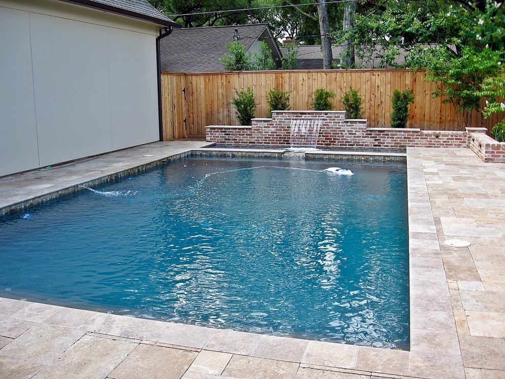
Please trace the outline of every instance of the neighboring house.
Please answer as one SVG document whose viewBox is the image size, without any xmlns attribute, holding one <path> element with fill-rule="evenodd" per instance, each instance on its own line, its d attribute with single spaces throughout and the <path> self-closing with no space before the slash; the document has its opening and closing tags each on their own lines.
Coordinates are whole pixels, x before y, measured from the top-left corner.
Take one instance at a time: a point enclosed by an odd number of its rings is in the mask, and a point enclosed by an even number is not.
<svg viewBox="0 0 505 379">
<path fill-rule="evenodd" d="M 272 58 L 280 65 L 282 55 L 268 24 L 225 27 L 191 28 L 174 30 L 161 41 L 161 70 L 177 72 L 222 71 L 219 60 L 230 54 L 226 43 L 232 43 L 235 30 L 237 40 L 245 48 L 246 54 L 259 53 L 263 41 L 272 51 Z"/>
<path fill-rule="evenodd" d="M 298 56 L 296 58 L 296 65 L 295 69 L 322 69 L 322 51 L 321 45 L 298 45 L 296 41 L 289 40 L 289 41 L 284 41 L 284 44 L 294 44 L 296 45 L 298 51 Z M 340 60 L 338 59 L 340 51 L 337 48 L 332 47 L 333 62 L 335 64 L 338 64 Z M 281 48 L 281 52 L 285 55 L 287 49 L 285 47 Z"/>
<path fill-rule="evenodd" d="M 288 40 L 288 43 L 294 42 L 292 42 L 291 40 Z M 285 41 L 284 43 L 286 44 L 286 41 Z M 296 59 L 297 64 L 295 67 L 295 69 L 322 69 L 322 51 L 321 45 L 297 45 L 296 48 L 298 50 L 298 57 Z M 356 48 L 359 49 L 359 46 L 357 46 Z M 286 47 L 281 47 L 281 51 L 283 54 L 285 54 Z M 332 47 L 332 54 L 335 68 L 339 67 L 340 54 L 342 51 L 342 46 Z M 373 68 L 380 67 L 381 59 L 378 57 L 378 55 L 381 52 L 381 45 L 377 45 L 375 46 L 373 56 L 365 57 L 363 58 L 356 56 L 357 67 L 360 68 Z M 400 49 L 399 53 L 398 56 L 395 59 L 395 63 L 398 65 L 403 64 L 405 62 L 405 56 L 407 54 L 407 52 L 403 49 Z"/>
<path fill-rule="evenodd" d="M 0 0 L 0 175 L 159 140 L 146 0 Z"/>
</svg>

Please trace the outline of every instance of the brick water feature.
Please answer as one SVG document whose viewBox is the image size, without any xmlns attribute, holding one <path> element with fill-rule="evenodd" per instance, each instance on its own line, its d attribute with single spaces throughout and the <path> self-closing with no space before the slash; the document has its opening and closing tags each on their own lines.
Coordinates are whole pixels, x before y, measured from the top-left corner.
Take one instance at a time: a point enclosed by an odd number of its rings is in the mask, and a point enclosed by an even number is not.
<svg viewBox="0 0 505 379">
<path fill-rule="evenodd" d="M 254 119 L 250 126 L 210 125 L 207 140 L 234 146 L 289 147 L 291 123 L 321 120 L 318 147 L 470 148 L 485 161 L 505 162 L 505 144 L 486 135 L 485 128 L 465 131 L 369 128 L 367 120 L 345 119 L 343 111 L 274 111 L 271 119 Z"/>
</svg>

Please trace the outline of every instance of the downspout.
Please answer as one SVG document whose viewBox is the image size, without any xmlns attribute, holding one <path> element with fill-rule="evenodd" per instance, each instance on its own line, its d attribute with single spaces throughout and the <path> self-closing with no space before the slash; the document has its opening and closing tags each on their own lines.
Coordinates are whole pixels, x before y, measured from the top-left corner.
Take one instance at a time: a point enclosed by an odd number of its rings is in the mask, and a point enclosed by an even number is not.
<svg viewBox="0 0 505 379">
<path fill-rule="evenodd" d="M 160 41 L 162 38 L 168 37 L 173 31 L 172 27 L 165 28 L 160 31 L 160 35 L 156 37 L 156 65 L 158 68 L 158 117 L 159 123 L 160 140 L 163 140 L 163 109 L 161 98 L 161 52 L 160 49 Z"/>
</svg>

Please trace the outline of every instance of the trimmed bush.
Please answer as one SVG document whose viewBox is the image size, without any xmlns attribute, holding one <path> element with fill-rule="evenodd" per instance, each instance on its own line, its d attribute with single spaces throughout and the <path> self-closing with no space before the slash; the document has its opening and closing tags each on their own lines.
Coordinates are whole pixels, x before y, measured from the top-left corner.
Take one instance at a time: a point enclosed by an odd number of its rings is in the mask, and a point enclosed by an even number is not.
<svg viewBox="0 0 505 379">
<path fill-rule="evenodd" d="M 358 91 L 351 87 L 348 91 L 345 92 L 340 100 L 345 110 L 345 118 L 363 118 L 363 108 L 361 106 L 363 100 L 358 94 Z"/>
<path fill-rule="evenodd" d="M 324 88 L 317 88 L 312 95 L 312 102 L 311 105 L 314 110 L 332 110 L 333 104 L 330 101 L 335 97 L 334 92 L 329 92 Z"/>
<path fill-rule="evenodd" d="M 505 142 L 505 120 L 493 127 L 491 129 L 491 137 L 498 142 Z"/>
<path fill-rule="evenodd" d="M 272 111 L 289 110 L 289 92 L 277 88 L 270 89 L 267 94 L 267 101 L 270 110 L 268 117 L 272 116 Z"/>
<path fill-rule="evenodd" d="M 405 91 L 394 90 L 393 92 L 391 112 L 391 128 L 406 128 L 409 121 L 409 106 L 414 102 L 415 95 L 412 90 L 407 88 Z"/>
<path fill-rule="evenodd" d="M 251 125 L 251 119 L 254 118 L 254 111 L 258 104 L 254 100 L 254 93 L 250 87 L 245 91 L 237 91 L 237 96 L 229 104 L 235 106 L 235 114 L 241 125 Z"/>
</svg>

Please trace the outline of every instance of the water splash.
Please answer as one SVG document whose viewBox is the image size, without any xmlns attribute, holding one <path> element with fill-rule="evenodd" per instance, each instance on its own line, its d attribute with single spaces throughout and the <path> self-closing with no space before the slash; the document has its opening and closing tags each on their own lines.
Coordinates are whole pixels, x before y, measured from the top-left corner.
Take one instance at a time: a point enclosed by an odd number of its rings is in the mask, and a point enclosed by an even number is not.
<svg viewBox="0 0 505 379">
<path fill-rule="evenodd" d="M 291 120 L 291 136 L 292 148 L 315 148 L 317 136 L 321 127 L 320 119 L 294 119 Z"/>
<path fill-rule="evenodd" d="M 80 185 L 80 188 L 83 188 L 85 190 L 89 190 L 95 194 L 101 195 L 107 197 L 126 197 L 127 196 L 133 196 L 138 193 L 138 191 L 126 190 L 122 191 L 100 191 L 98 190 L 94 190 L 86 185 Z"/>
</svg>

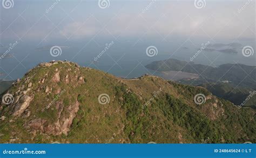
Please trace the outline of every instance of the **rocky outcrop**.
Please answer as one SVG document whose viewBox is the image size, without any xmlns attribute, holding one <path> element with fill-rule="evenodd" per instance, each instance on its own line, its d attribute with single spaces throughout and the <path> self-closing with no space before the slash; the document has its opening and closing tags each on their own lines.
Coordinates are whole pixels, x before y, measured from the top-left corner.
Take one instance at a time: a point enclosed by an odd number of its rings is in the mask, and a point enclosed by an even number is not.
<svg viewBox="0 0 256 158">
<path fill-rule="evenodd" d="M 20 98 L 19 98 L 20 97 Z M 18 97 L 17 103 L 14 105 L 14 109 L 12 112 L 13 116 L 20 116 L 29 106 L 30 101 L 33 99 L 32 97 L 28 95 Z"/>
<path fill-rule="evenodd" d="M 59 71 L 55 74 L 53 78 L 52 78 L 52 80 L 55 83 L 58 83 L 60 80 L 60 77 L 59 77 Z"/>
</svg>

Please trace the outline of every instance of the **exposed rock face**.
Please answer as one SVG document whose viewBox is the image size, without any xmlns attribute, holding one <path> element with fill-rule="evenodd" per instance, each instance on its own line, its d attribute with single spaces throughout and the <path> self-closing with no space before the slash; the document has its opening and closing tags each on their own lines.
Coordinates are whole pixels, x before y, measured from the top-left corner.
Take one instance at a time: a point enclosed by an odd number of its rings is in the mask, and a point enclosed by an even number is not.
<svg viewBox="0 0 256 158">
<path fill-rule="evenodd" d="M 33 133 L 39 130 L 49 135 L 68 135 L 73 119 L 78 111 L 79 102 L 77 101 L 75 104 L 69 106 L 68 110 L 69 113 L 68 115 L 62 113 L 63 105 L 62 102 L 56 103 L 56 109 L 58 111 L 58 120 L 56 122 L 49 124 L 47 120 L 41 118 L 36 119 L 29 121 L 27 125 L 24 126 L 25 128 L 31 129 L 34 132 L 32 132 Z"/>
<path fill-rule="evenodd" d="M 17 103 L 14 105 L 12 115 L 20 116 L 29 106 L 29 104 L 32 99 L 32 97 L 28 95 L 24 95 L 19 99 L 17 99 Z"/>
</svg>

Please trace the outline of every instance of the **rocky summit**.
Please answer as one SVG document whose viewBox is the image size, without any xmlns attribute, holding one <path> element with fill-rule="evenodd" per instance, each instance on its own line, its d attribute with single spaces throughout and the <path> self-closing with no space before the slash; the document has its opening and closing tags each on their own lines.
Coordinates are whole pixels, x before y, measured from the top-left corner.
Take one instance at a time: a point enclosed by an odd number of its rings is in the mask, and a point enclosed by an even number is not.
<svg viewBox="0 0 256 158">
<path fill-rule="evenodd" d="M 203 87 L 39 64 L 2 94 L 1 143 L 255 142 L 255 110 Z"/>
</svg>

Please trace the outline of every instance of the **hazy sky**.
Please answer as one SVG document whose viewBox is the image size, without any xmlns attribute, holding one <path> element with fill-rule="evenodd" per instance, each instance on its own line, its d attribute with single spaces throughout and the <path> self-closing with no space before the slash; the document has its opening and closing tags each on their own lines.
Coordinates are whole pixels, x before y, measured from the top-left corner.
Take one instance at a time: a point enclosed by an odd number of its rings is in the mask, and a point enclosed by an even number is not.
<svg viewBox="0 0 256 158">
<path fill-rule="evenodd" d="M 1 8 L 1 38 L 38 43 L 94 36 L 255 38 L 254 1 L 201 1 L 201 9 L 194 1 L 105 0 L 105 9 L 98 1 L 14 1 L 12 8 Z"/>
</svg>

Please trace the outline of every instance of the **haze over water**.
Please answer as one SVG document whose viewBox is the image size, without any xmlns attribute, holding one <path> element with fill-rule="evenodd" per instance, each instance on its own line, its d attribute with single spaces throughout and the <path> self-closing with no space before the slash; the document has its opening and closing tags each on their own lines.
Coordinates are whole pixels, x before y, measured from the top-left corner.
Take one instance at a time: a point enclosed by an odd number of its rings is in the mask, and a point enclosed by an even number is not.
<svg viewBox="0 0 256 158">
<path fill-rule="evenodd" d="M 134 1 L 111 1 L 105 9 L 97 1 L 62 1 L 54 5 L 54 2 L 15 1 L 13 8 L 1 9 L 0 37 L 4 46 L 1 53 L 10 43 L 18 43 L 10 51 L 11 57 L 0 60 L 0 79 L 16 79 L 39 63 L 65 59 L 131 78 L 157 75 L 144 67 L 153 61 L 171 58 L 190 61 L 208 41 L 239 43 L 255 50 L 255 22 L 251 20 L 255 19 L 255 14 L 250 13 L 254 5 L 238 12 L 246 2 L 207 2 L 199 9 L 193 2 L 172 1 L 136 2 L 136 5 Z M 97 62 L 93 61 L 111 42 Z M 57 57 L 51 55 L 50 47 L 36 50 L 47 45 L 68 47 L 62 48 Z M 157 54 L 147 56 L 150 46 L 157 48 Z M 237 54 L 203 51 L 193 61 L 212 66 L 255 66 L 255 54 L 245 57 L 242 48 Z"/>
</svg>

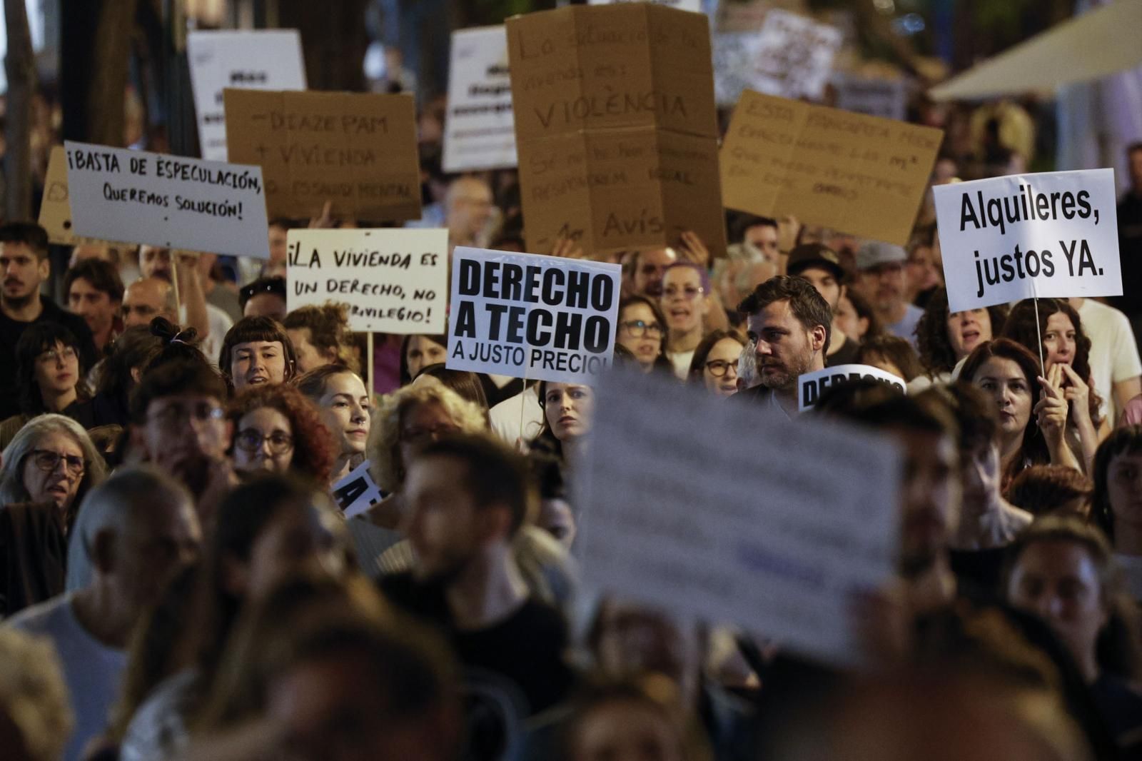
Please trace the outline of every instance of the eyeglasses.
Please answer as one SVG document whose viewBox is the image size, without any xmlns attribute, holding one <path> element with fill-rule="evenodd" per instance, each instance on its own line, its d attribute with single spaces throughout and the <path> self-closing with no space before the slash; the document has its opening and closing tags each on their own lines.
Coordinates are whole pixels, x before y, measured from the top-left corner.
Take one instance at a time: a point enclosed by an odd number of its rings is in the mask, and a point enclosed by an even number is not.
<svg viewBox="0 0 1142 761">
<path fill-rule="evenodd" d="M 51 473 L 59 467 L 59 460 L 64 462 L 64 467 L 69 475 L 80 475 L 87 467 L 87 463 L 83 462 L 83 458 L 77 457 L 75 455 L 61 455 L 59 452 L 51 451 L 50 449 L 32 450 L 32 462 L 35 463 L 35 466 L 45 473 Z"/>
<path fill-rule="evenodd" d="M 734 375 L 738 375 L 738 363 L 727 362 L 725 360 L 710 360 L 706 363 L 706 369 L 710 371 L 715 378 L 721 378 L 730 370 L 733 370 Z"/>
<path fill-rule="evenodd" d="M 642 338 L 645 335 L 650 335 L 651 338 L 662 337 L 662 326 L 657 322 L 643 322 L 642 320 L 627 320 L 626 322 L 619 323 L 620 328 L 626 328 L 635 338 Z"/>
<path fill-rule="evenodd" d="M 135 305 L 123 304 L 123 317 L 129 318 L 131 315 L 131 312 L 138 314 L 139 317 L 148 318 L 158 314 L 159 310 L 148 304 L 135 304 Z"/>
<path fill-rule="evenodd" d="M 71 346 L 67 346 L 62 352 L 55 349 L 48 350 L 42 354 L 40 354 L 39 357 L 37 357 L 35 360 L 45 365 L 56 365 L 61 360 L 63 360 L 64 362 L 70 362 L 73 359 L 75 359 L 75 357 L 77 357 L 75 350 L 72 349 Z"/>
<path fill-rule="evenodd" d="M 703 293 L 702 288 L 694 288 L 693 286 L 686 288 L 675 288 L 670 286 L 662 290 L 662 298 L 674 298 L 675 296 L 681 296 L 687 302 L 692 302 L 698 298 L 698 295 Z"/>
<path fill-rule="evenodd" d="M 435 441 L 441 436 L 459 433 L 455 425 L 441 425 L 435 428 L 407 428 L 401 431 L 401 441 L 411 444 L 426 443 L 428 440 Z"/>
<path fill-rule="evenodd" d="M 270 442 L 271 455 L 284 455 L 293 448 L 293 436 L 283 432 L 274 431 L 270 435 L 263 435 L 257 428 L 243 428 L 234 438 L 234 446 L 242 451 L 254 454 L 262 449 L 262 444 Z"/>
<path fill-rule="evenodd" d="M 198 423 L 220 420 L 224 415 L 225 410 L 223 410 L 222 407 L 207 402 L 199 402 L 198 404 L 192 404 L 191 407 L 171 404 L 170 407 L 164 407 L 154 415 L 151 415 L 150 418 L 168 431 L 176 431 L 184 427 L 191 420 L 195 420 Z"/>
</svg>

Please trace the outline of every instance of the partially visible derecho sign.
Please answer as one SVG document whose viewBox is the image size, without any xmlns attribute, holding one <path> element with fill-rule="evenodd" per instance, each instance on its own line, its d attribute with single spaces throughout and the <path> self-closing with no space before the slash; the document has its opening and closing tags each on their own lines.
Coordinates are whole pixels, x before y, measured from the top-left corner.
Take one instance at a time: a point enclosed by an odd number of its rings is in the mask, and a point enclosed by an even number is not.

Exercise requirements: Please format the data between the line holding "Please trace the outline of every instance of the eyeglasses." and the line holding "51 473 L 59", inclusive, as a two-column CSV with the header instruction,response. Give one row per item, with its text and its answer each in a single quoted field and each line break replaced by a space.

Result of the exercise:
instruction,response
"Please trace the outline of every instance of the eyeglasses. Please answer as one SVG document whose viewBox is the image size, without any xmlns attribute, holding one <path> element with fill-rule=""evenodd"" per instance, each instance on its own line, its d attribute with single spaces throughout and the <path> self-closing with no space before the slash; the document has its opening and closing tags each on their own lines. Coordinates are whole pixels, x before y, measured from the top-left corner. Take one instance at a time: a point enclosed by an odd number of its rings is in the mask, and a point enclosed by an even number is not.","<svg viewBox=""0 0 1142 761""> <path fill-rule=""evenodd"" d=""M 51 473 L 59 467 L 59 460 L 64 462 L 64 467 L 69 475 L 80 475 L 87 467 L 87 463 L 83 462 L 83 458 L 77 457 L 75 455 L 61 455 L 59 452 L 51 451 L 50 449 L 32 450 L 32 462 L 35 463 L 35 466 L 45 473 Z""/>"